==== Stored records

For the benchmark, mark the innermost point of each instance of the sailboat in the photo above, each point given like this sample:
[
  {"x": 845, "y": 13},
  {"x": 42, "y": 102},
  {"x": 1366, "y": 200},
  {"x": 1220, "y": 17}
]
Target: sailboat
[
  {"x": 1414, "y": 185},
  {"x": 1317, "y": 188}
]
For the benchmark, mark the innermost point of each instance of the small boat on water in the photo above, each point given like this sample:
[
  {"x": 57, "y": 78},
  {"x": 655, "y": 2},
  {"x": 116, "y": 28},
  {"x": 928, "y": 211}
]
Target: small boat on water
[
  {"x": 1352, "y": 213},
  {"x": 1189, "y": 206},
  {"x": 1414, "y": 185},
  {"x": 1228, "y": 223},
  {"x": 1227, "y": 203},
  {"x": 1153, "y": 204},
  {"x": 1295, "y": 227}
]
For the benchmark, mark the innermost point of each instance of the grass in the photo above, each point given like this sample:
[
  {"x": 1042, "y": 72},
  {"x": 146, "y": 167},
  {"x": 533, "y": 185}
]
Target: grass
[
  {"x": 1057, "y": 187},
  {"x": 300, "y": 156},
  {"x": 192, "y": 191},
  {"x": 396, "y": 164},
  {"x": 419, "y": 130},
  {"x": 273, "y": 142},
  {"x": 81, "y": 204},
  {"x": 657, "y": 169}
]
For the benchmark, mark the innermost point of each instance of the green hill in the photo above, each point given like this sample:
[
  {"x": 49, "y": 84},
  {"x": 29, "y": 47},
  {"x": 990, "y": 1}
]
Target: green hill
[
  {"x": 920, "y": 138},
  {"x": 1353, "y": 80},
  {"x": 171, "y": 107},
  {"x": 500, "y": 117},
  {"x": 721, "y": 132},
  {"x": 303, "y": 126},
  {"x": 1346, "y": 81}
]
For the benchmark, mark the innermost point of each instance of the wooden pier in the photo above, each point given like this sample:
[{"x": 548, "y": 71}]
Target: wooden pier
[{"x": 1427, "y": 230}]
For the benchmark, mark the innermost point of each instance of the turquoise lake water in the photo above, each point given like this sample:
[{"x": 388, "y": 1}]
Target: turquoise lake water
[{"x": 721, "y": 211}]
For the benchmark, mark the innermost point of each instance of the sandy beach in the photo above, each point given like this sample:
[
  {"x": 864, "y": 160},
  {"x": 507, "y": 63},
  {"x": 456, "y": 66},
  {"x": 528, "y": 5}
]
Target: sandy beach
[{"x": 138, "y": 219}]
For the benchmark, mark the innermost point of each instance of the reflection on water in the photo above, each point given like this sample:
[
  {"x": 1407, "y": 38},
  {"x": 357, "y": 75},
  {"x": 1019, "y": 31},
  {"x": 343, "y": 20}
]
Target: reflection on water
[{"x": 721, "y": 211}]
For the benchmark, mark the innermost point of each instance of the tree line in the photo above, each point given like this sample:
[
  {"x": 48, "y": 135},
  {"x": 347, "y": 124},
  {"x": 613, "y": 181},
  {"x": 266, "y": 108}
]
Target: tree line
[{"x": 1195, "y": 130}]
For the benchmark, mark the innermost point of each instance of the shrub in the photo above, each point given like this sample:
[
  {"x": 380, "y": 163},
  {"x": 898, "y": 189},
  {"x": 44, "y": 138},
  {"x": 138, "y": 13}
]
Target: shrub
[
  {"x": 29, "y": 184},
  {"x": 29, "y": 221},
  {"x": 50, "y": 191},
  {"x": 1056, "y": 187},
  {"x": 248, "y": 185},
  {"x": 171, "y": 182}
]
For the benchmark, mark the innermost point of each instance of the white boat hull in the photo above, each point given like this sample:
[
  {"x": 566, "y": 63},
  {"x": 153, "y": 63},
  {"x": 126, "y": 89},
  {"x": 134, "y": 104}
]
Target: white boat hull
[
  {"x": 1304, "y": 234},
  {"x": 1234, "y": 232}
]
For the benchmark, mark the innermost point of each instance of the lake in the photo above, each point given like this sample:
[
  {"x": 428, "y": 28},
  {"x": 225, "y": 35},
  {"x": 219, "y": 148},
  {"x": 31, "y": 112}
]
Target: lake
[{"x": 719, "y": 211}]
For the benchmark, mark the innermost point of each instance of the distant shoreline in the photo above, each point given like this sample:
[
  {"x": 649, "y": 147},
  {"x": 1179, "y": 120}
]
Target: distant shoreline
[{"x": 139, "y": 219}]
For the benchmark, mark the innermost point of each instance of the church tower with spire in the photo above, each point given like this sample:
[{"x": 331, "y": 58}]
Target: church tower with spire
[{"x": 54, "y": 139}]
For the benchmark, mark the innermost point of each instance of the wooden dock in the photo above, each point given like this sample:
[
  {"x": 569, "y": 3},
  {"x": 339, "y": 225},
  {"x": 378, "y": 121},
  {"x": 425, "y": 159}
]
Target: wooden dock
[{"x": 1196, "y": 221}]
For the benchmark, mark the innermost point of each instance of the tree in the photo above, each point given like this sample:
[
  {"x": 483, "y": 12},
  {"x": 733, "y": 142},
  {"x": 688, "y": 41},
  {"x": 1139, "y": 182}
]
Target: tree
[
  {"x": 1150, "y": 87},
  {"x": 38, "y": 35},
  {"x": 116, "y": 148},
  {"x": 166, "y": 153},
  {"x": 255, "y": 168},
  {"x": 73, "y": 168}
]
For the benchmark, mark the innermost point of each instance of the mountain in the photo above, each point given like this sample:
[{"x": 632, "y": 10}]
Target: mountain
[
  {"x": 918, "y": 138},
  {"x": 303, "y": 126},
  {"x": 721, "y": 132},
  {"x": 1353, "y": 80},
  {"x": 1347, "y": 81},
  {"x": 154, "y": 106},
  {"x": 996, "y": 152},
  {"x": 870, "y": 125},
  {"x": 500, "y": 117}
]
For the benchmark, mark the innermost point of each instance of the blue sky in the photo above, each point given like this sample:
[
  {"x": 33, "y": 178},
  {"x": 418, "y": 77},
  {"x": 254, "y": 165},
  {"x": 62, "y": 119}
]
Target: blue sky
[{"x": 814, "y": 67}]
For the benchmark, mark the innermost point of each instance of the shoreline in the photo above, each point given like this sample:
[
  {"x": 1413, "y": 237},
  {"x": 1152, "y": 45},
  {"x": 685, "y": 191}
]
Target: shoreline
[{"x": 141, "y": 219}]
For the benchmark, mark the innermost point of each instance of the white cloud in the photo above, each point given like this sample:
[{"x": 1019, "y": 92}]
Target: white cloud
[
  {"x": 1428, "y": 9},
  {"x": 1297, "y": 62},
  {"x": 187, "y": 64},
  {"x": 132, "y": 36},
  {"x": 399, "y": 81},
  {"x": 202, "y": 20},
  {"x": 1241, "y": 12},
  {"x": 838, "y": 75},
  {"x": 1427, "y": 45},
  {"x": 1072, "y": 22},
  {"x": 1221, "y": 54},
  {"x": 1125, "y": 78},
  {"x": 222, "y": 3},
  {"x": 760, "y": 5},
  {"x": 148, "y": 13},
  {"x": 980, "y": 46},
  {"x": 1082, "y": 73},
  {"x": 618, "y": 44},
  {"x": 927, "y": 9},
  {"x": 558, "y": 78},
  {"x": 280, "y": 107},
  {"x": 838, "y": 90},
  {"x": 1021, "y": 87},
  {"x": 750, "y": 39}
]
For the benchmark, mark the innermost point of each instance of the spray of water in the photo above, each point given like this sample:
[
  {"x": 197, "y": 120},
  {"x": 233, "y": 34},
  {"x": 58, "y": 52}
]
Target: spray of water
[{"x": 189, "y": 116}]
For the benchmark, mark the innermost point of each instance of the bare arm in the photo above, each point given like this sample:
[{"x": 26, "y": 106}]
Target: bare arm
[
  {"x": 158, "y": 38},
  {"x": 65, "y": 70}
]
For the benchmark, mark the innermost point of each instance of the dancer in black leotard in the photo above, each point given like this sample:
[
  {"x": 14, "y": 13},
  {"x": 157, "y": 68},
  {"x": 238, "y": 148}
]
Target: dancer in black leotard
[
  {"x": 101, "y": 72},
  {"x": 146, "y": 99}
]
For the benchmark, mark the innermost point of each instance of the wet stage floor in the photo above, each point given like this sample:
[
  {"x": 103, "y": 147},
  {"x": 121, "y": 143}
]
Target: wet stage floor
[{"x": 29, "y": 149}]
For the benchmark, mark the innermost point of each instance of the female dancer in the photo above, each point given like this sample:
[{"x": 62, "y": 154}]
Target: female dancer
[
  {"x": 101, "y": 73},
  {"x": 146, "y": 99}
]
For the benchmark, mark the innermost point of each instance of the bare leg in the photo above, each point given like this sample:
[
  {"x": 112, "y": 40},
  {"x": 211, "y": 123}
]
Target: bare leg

========

Send back exactly the lines from the line with "of the spray" through the end of the records.

For the benchmark, mark the innermost point of each instance of the spray of water in the photo above, each point given like this sample:
[
  {"x": 197, "y": 120},
  {"x": 233, "y": 34},
  {"x": 58, "y": 52}
]
Target: spray of water
[{"x": 189, "y": 116}]
For the benchmark, mark the innermost point of each instance of the bare arm in the photo above, each point given like this sample:
[{"x": 26, "y": 106}]
Target: bare arm
[
  {"x": 158, "y": 38},
  {"x": 65, "y": 70}
]
For the benchmark, mark the innermost point of each instance of the dancer in black leotard in the photo above, each point given like this sample:
[
  {"x": 14, "y": 13},
  {"x": 157, "y": 68},
  {"x": 238, "y": 148}
]
Target: dancer in black leotard
[
  {"x": 101, "y": 72},
  {"x": 146, "y": 99}
]
For the benchmark, mark the innermost point of each instance of the wet stage floor in the photo above, each point given like this sample:
[
  {"x": 103, "y": 147},
  {"x": 121, "y": 143}
]
Target: wet stage floor
[{"x": 29, "y": 149}]
For the benchmark, mark the innermost point of each instance of the female dancer in the photo above, each point given like this sample:
[{"x": 62, "y": 154}]
Target: female dancer
[
  {"x": 101, "y": 73},
  {"x": 146, "y": 99}
]
For the benchmark, mark the innermost point of each instance of the bare leg in the photo above, each point given like this sample:
[
  {"x": 112, "y": 40},
  {"x": 211, "y": 123}
]
Target: bare leg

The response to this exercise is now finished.